_TEXT SEGMENT_
+===+

A diesel motorcycle  is a motorcycle with a diesel engine.

Production vehicles

Sommer Diesel 462

Sommer Motorradtechnik produces the Sommer Diesel 462. It is powered by Bavarian Hatz Diesel. The Sommer-diesel motorcycle is assembled by hand in small batches in Eppstein. Some components of the wheels and gears may be supplied by Royal Enfield of India.

Track T-800CDI

Track T-800CDI was a production model produced by Dutch company Evaproducts with an 800 cc three-cylinder common rail turbo diesel engine used in Smart automobiles. It used a continuously variable transmission. It had a claimed fuel efficiency of up to .  It was only sold in the Netherlands, and the company eventually closed.

+===+

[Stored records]
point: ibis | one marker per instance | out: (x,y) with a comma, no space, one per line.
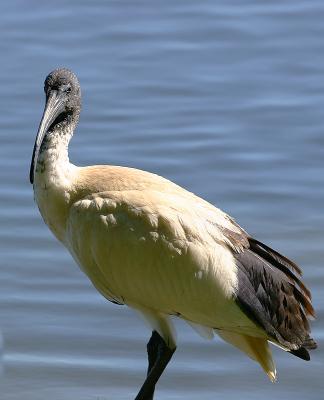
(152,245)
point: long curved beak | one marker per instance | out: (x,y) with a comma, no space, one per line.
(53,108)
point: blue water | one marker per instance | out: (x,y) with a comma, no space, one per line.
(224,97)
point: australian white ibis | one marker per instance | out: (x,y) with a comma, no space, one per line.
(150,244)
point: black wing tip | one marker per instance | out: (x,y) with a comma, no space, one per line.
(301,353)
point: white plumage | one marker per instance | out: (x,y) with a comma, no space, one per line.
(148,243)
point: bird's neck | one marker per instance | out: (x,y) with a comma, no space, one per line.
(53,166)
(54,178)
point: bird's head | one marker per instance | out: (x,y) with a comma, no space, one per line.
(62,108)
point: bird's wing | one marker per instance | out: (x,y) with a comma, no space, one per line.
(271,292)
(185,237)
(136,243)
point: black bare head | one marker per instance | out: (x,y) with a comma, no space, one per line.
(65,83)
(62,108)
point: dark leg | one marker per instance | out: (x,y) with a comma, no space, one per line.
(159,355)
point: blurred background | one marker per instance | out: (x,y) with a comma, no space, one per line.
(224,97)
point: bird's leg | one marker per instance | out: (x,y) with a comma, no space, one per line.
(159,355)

+===+

_WRITTEN PROBLEM 1_
Reproduce a portion of the diesel motorcycle text, starting at the words "A diesel motorcycle" and stopping after "company eventually closed.".
_WRITTEN PROBLEM 2_
According to the diesel motorcycle text, where is the Sommer-diesel motorcycle assembled?

_WRITTEN ANSWER 1_
A diesel motorcycle  is a motorcycle with a diesel engine.

Production vehicles

Sommer Diesel 462

Sommer Motorradtechnik produces the Sommer Diesel 462. It is powered by Bavarian Hatz Diesel. The Sommer-diesel motorcycle is assembled by hand in small batches in Eppstein. Some components of the wheels and gears may be supplied by Royal Enfield of India.

Track T-800CDI

Track T-800CDI was a production model produced by Dutch company Evaproducts with an 800 cc three-cylinder common rail turbo diesel engine used in Smart automobiles. It used a continuously variable transmission. It had a claimed fuel efficiency of up to .  It was only sold in the Netherlands, and the company eventually closed.

_WRITTEN ANSWER 2_
In Eppstein, by hand in small batches.